**Assignment:** The required output is the exact run of lines below that opens at the line with "<point>346,118</point>" and closes at the line with "<point>361,86</point>".
——————————
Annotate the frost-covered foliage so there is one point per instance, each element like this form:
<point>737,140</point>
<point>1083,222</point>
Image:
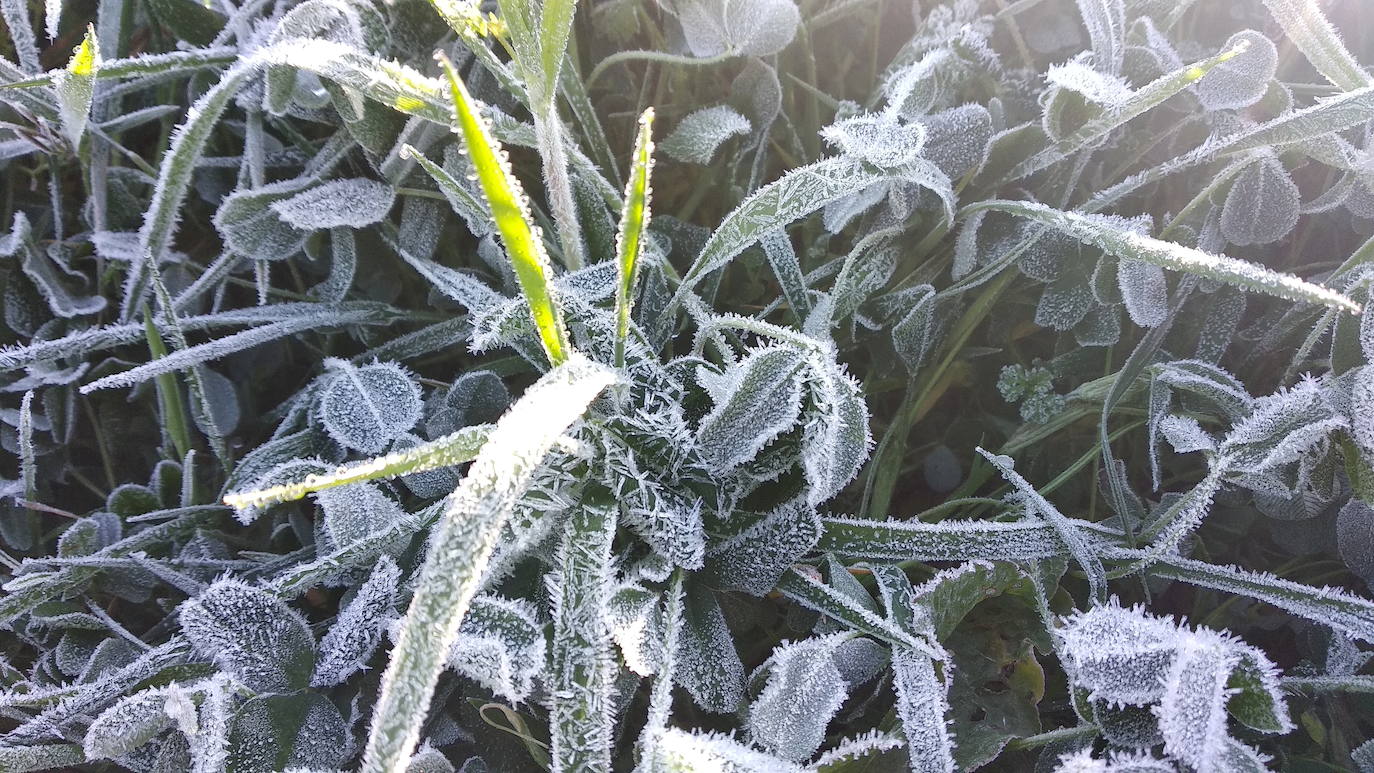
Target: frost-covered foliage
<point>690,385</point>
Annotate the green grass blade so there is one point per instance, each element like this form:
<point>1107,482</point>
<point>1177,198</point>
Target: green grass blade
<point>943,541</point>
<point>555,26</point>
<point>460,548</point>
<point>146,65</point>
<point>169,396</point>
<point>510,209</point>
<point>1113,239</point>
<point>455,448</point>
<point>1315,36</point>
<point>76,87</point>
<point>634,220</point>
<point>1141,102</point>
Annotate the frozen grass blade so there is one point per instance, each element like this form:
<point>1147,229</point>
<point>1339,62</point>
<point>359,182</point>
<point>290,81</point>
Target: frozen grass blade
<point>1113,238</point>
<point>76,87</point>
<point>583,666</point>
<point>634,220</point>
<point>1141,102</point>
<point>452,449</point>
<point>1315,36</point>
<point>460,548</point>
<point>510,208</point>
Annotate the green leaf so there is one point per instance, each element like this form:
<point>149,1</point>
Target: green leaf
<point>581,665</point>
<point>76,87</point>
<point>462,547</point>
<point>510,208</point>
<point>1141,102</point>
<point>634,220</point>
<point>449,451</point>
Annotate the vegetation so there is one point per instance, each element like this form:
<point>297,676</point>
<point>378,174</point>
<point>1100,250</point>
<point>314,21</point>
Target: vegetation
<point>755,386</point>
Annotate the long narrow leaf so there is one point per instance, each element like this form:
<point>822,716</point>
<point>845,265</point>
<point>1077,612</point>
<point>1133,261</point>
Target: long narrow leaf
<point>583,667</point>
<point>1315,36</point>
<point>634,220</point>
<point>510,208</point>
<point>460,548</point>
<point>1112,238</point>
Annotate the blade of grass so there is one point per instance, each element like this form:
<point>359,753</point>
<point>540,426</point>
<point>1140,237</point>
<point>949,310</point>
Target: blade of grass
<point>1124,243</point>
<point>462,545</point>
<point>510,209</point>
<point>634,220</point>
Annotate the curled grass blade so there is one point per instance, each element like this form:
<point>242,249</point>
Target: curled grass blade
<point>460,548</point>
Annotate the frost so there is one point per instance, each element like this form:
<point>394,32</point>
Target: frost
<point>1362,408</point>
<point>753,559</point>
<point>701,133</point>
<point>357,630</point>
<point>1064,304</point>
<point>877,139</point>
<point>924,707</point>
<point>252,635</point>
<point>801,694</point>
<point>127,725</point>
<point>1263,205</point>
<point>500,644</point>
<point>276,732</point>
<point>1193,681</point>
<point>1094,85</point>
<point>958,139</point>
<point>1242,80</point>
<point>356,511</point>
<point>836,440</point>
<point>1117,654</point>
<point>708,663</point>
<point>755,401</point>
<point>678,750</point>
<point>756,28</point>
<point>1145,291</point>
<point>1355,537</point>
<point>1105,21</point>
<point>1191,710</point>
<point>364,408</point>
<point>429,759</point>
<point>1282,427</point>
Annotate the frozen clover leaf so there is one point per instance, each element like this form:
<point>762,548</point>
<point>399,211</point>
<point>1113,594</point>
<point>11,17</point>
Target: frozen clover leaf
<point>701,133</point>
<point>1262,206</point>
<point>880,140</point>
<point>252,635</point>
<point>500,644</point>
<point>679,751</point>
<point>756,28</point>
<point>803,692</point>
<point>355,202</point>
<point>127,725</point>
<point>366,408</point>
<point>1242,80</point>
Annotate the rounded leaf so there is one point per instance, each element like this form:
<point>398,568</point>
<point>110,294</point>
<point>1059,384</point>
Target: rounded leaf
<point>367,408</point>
——————————
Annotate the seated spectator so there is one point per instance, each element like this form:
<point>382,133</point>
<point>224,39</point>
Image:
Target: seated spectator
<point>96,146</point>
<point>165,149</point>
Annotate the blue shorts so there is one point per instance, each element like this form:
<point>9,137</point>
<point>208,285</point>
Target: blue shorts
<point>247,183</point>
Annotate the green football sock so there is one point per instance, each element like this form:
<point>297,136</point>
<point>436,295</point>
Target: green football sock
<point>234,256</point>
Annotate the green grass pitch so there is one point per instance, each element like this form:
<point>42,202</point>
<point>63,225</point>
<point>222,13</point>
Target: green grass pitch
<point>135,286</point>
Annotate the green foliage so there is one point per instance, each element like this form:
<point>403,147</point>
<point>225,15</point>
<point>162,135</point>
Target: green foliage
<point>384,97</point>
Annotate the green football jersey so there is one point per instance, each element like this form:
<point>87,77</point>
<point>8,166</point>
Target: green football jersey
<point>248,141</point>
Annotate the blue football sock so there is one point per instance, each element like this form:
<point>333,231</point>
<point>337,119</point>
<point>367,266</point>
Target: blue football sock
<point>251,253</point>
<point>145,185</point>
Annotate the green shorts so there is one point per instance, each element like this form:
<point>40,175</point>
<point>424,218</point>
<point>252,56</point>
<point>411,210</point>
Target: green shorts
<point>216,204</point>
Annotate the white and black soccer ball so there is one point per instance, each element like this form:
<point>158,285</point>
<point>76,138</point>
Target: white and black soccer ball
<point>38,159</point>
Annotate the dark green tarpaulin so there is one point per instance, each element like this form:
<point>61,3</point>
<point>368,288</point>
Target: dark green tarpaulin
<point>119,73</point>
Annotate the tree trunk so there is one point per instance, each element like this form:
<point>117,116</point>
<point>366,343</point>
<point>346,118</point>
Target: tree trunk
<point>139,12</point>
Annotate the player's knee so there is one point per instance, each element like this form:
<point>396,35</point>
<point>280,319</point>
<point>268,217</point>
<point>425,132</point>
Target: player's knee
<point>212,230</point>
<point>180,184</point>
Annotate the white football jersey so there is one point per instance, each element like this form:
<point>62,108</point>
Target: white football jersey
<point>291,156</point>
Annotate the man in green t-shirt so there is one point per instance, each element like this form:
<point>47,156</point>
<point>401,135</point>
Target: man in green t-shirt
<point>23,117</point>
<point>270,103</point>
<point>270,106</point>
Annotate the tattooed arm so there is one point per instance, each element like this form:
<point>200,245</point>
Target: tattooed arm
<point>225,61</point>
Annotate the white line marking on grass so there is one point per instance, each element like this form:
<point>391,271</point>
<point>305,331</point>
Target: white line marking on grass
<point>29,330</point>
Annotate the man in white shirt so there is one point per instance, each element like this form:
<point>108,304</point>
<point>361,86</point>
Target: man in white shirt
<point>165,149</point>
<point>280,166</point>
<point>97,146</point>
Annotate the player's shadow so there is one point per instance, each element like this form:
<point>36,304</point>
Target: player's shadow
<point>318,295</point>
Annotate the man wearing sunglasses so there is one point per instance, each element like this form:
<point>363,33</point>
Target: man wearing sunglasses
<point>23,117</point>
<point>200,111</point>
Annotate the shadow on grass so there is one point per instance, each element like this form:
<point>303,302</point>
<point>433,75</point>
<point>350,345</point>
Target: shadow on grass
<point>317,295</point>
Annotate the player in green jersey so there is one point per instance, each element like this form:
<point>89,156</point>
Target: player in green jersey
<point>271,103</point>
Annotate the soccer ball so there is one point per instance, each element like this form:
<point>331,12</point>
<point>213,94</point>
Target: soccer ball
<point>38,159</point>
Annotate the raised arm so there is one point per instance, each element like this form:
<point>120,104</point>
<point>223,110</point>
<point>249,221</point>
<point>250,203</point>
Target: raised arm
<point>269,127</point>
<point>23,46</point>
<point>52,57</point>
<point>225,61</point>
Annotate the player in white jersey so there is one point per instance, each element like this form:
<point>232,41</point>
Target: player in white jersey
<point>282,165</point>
——————————
**Answer for the task:**
<point>346,118</point>
Target: tree trunk
<point>139,12</point>
Annotate the player's knee so there is one point per instance, each element like this form:
<point>396,35</point>
<point>280,319</point>
<point>268,217</point>
<point>425,132</point>
Target: player's knee
<point>212,230</point>
<point>180,184</point>
Annotate the white football jersey so there is one point per instance, each element like this form:
<point>62,108</point>
Target: white football jersey
<point>291,156</point>
Annotate the man in green t-shirt so there is one point per instance, each element like this form:
<point>47,156</point>
<point>401,135</point>
Target: man in green t-shirt
<point>23,117</point>
<point>270,103</point>
<point>270,106</point>
Annotate the tattooed arm so there is one point per instance, each element like this form:
<point>200,245</point>
Target: tattooed arm
<point>225,61</point>
Annotate the white line marking on grass so there is one point per instance, each element like this form:
<point>391,271</point>
<point>305,331</point>
Target: white line marking on grass
<point>29,330</point>
Annotate the man in white shirt so there is one point per instance, each element like this form:
<point>108,304</point>
<point>361,86</point>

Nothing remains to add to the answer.